Text block:
>> begin

Re: Thinking About Correlated Columns (again)

Gavin Flower <GavinFlower@xxxxxxxxxxxxxxxxx> · Thu, 16 May 2013 08:22:33 +1200



    On 16/05/13 03:52, Heikki Linnakangas
      wrote:

    
    On
      15.05.2013 18:31, Shaun Thomas wrote:
      

      I've seen conversations on this since at
        least 2005. There were even
        

        proposed patches every once in a while, but never any consensus.
        Anyone
        

        care to comment?
        

      Well, as you said, there has never been any consensus.
      

      There are basically two pieces to the puzzle:
      

      1. What metric do you use to represent correlation between
      columns?
      

      2. How do use collect that statistic?
      

      Based on the prior discussions, collecting the stats seems to be
      tricky. It's not clear for which combinations of columns it should
      be collected (all possible combinations? That explodes
      quickly...), or how it can be collected without scanning the whole
      table.
      

      I think it would be pretty straightforward to use such a
      statistic, once we have it. So perhaps we should get started by
      allowing the DBA to set a correlation metric manually, and use
      that in the planner.
      

      - Heikki
      

    How about pg comparing actual numbers
        of rows delivered with the predicted number - and
    if a specified threshold is reached, then maintaining statistics?
    There is obviously more to it, such as: is this a relevant query to
    consider & the size of the tables (no point in attempting to
    optimise tables with only 10 rows for example).

    
    Cheers,

    Gavin

>> end

Data entries:
>> begin

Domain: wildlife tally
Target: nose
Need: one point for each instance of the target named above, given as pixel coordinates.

>> end
>> begin

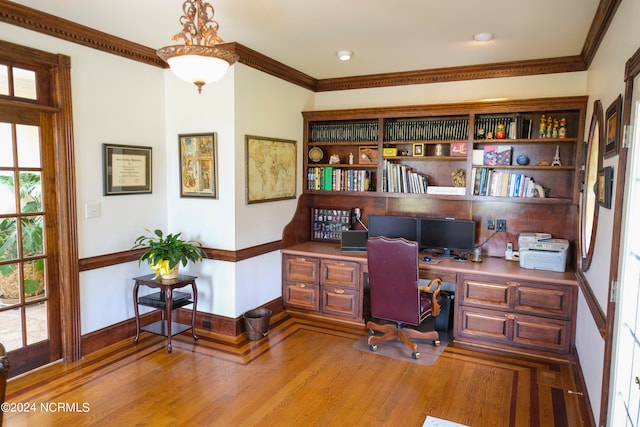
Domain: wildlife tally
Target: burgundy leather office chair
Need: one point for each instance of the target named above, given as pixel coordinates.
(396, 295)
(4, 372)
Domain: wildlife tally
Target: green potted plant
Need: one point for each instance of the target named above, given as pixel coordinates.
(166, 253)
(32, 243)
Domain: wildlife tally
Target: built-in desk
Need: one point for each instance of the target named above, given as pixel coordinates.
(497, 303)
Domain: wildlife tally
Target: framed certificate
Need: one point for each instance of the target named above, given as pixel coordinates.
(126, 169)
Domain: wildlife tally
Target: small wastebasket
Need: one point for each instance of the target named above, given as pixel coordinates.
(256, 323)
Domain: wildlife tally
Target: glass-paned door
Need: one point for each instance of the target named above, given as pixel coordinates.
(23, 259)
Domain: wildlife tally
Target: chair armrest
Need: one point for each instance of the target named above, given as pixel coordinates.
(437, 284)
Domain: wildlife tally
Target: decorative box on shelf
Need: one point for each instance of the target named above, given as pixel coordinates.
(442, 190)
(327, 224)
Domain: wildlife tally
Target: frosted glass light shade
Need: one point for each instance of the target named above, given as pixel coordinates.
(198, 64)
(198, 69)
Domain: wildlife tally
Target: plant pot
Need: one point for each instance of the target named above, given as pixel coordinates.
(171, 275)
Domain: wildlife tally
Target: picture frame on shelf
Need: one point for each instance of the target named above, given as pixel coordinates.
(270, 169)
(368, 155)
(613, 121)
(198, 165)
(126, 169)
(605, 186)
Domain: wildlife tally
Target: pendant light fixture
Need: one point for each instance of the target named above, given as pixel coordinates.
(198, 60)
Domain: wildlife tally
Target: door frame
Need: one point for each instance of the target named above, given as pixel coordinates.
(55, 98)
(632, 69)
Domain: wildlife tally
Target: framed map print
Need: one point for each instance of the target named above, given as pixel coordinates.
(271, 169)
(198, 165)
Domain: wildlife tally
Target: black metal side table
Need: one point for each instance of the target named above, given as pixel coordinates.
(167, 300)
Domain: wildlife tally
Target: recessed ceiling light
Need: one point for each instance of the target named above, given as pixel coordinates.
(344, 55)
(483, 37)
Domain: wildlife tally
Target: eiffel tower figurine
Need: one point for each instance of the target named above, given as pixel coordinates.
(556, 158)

>> end

Jobs:
**A.** In the correlated-columns post, what does Heikki propose letting the DBA set manually?
**B.** Quote the correlated-columns post between "There is obviously" and "rows for example).", inclusive.
Answer from the correlated-columns post alone, not from the items.

Solutions for each task:
**A.** A correlation metric, which the planner would then use.

**B.**
There is obviously more to it, such as: is this a relevant query to
    consider & the size of the tables (no point in attempting to
    optimise tables with only 10 rows for example).